Raw records:
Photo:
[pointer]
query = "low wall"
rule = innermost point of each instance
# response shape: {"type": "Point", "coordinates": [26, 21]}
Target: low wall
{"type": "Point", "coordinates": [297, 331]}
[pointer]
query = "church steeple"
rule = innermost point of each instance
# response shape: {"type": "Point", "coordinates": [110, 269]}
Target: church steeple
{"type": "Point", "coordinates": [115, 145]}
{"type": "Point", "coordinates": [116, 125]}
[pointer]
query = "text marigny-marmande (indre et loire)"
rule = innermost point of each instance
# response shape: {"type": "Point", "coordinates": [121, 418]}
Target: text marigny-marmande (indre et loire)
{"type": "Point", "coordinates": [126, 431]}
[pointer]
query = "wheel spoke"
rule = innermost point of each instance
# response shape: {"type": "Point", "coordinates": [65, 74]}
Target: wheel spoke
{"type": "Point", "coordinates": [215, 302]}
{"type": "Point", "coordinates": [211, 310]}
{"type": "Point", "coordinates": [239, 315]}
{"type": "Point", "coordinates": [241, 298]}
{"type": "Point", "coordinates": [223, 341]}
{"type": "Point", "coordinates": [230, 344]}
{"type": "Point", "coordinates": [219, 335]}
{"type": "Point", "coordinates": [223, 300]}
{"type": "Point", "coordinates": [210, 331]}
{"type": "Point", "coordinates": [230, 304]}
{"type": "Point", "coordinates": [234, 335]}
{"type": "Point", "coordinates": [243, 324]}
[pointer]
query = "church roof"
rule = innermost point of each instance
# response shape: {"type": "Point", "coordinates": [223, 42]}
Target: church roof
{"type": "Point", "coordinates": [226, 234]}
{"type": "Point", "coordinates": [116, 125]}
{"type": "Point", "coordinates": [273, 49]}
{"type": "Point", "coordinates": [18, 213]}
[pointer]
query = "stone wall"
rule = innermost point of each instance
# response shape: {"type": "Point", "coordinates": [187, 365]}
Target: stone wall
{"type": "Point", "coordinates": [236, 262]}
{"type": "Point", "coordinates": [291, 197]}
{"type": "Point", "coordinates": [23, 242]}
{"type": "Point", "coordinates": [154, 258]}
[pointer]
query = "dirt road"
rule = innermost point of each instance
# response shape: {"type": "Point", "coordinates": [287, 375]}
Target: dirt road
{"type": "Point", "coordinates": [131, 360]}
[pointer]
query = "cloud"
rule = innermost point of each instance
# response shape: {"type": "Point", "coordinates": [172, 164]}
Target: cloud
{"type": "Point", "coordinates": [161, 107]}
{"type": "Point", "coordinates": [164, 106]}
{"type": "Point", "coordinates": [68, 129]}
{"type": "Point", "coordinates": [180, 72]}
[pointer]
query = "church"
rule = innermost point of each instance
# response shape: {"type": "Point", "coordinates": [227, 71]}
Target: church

==

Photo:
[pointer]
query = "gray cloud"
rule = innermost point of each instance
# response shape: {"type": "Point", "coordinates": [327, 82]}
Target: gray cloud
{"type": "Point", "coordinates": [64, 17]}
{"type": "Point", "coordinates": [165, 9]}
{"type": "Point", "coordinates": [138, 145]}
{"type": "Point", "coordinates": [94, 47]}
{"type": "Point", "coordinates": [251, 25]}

--

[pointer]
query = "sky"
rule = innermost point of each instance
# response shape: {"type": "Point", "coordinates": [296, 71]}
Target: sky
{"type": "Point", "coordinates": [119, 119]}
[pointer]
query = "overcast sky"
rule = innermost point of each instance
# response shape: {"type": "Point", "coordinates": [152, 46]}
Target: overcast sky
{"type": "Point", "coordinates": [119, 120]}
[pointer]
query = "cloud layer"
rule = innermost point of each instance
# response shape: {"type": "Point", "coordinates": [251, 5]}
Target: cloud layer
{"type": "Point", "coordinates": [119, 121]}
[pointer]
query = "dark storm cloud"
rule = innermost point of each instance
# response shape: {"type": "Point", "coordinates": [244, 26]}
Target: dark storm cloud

What this task involves:
Find each line in the records above that contains the word "overcast" and copy it out, with case counting in the match.

Output of the exercise:
query = "overcast sky"
Target: overcast sky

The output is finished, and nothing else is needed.